* **Text block**:
ARC Is a Vision Problem!
Keya Hu, Ali Cy, Linlu Qiu, Xiaoman Delores Ding, Runqian Wang, Yeyin Eva Zhu, Jacob Andreas, Kaiming He
TL;DR
This work reframes the Abstraction and Reasoning Corpus (ARC) as a vision-centric image-to-image translation problem called Vision ARC (VARC). By placing inputs on a flexible canvas, employing a Vision Transformer (with 2D positional embeddings and patch-based tokens), and applying translation/scale priors plus test-time training, VARC achieves 54.5% ARC-1 accuracy with a single model (and 60.4% when ensembling), approaching average human performance. The approach emphasizes visual priors, scalable architecture choices, and multi-view inference to enable strong cross-task generalization from ARC data alone. Altogether, VARC demonstrates that abstract reasoning tasks in ARC can be effectively tackled through vision-centric representations and learning, suggesting broader applicability of image-based priors for reasoning.
Abstract
The Abstraction and Reasoning Corpus (ARC) is designed to promote research on abstract reasoning, a fundamental aspect of human intelligence. Common approaches to ARC treat it as a language-oriented problem, addressed by large language models (LLMs) or recurrent reasoning models. However, although the puzzle-like tasks in ARC are inherently visual, existing research has rarely approached the problem from a vision-centric perspective. In this work, we formulate ARC within a vision paradigm, framing it as an image-to-image translation problem. To incorporate visual priors, we represent the inputs on a "canvas" that can be processed like natural images. It is then natural for us to apply standard vision architectures, such as a vanilla Vision Transformer (ViT), to perform image-to-image mapping. Our model is trained from scratch solely on ARC data and generalizes to unseen tasks through test-time training. Our framework, termed Vision ARC (VARC), achieves 60.4% accuracy on the ARC-1 benchmark, substantially outperforming existing methods that are also trained from scratch. Our results are competitive with those of leading LLMs and close the gap to average human performance.

* **Listed entries**:
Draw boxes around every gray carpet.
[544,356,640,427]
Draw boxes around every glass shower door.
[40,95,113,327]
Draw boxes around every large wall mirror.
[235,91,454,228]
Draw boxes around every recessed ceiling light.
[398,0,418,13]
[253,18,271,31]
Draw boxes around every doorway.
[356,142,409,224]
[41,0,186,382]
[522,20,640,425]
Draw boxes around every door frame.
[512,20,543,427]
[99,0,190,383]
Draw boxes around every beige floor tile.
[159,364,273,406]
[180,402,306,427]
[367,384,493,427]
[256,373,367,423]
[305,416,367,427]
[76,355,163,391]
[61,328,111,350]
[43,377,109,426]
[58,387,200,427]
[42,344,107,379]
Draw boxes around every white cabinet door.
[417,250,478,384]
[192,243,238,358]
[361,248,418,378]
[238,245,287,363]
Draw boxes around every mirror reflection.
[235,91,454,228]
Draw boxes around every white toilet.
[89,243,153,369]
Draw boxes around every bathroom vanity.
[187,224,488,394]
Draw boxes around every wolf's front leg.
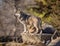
[23,24,26,33]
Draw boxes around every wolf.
[14,10,42,34]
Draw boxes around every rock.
[21,32,41,44]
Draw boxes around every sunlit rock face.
[15,0,36,10]
[0,0,23,36]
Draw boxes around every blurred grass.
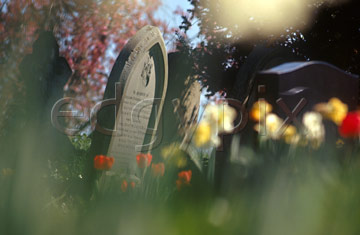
[0,129,360,235]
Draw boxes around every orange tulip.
[136,153,152,168]
[94,155,115,170]
[151,162,165,177]
[176,170,192,190]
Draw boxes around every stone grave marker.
[90,26,168,174]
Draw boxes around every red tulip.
[136,153,152,168]
[339,112,360,138]
[151,162,165,177]
[94,155,115,170]
[176,170,192,190]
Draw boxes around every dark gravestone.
[0,31,72,167]
[90,26,168,174]
[254,61,359,120]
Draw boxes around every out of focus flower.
[1,168,14,176]
[303,112,325,148]
[255,113,283,140]
[339,112,360,138]
[193,121,214,147]
[121,180,128,192]
[193,103,236,147]
[336,139,345,149]
[203,103,236,133]
[94,155,115,170]
[176,170,192,190]
[161,143,187,168]
[250,100,272,122]
[315,98,348,126]
[151,162,165,177]
[283,125,300,144]
[161,143,180,160]
[136,153,152,169]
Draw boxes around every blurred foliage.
[177,0,360,95]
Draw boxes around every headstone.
[91,26,168,173]
[254,61,359,120]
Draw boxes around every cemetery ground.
[0,0,360,235]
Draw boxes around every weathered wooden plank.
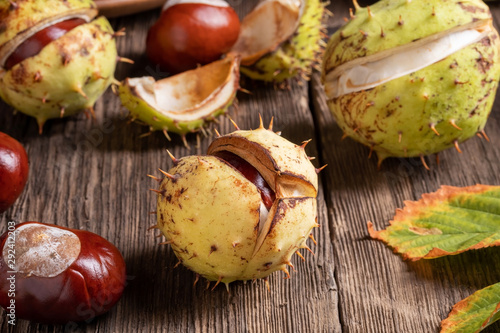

* **Your task**:
Answer these questions from the Vision ARC text:
(a) What ARC-1 accuracy does VARC reach with a single model?
(b) Which kinds of models are named as the common approaches to ARC?
(c) On what data is the model trained from scratch?
The records are separate material and have no connection to the Vision ARC text.

* **Completed task**:
(a) 54.5%
(b) Large language models (LLMs) and recurrent reasoning models
(c) Solely on ARC data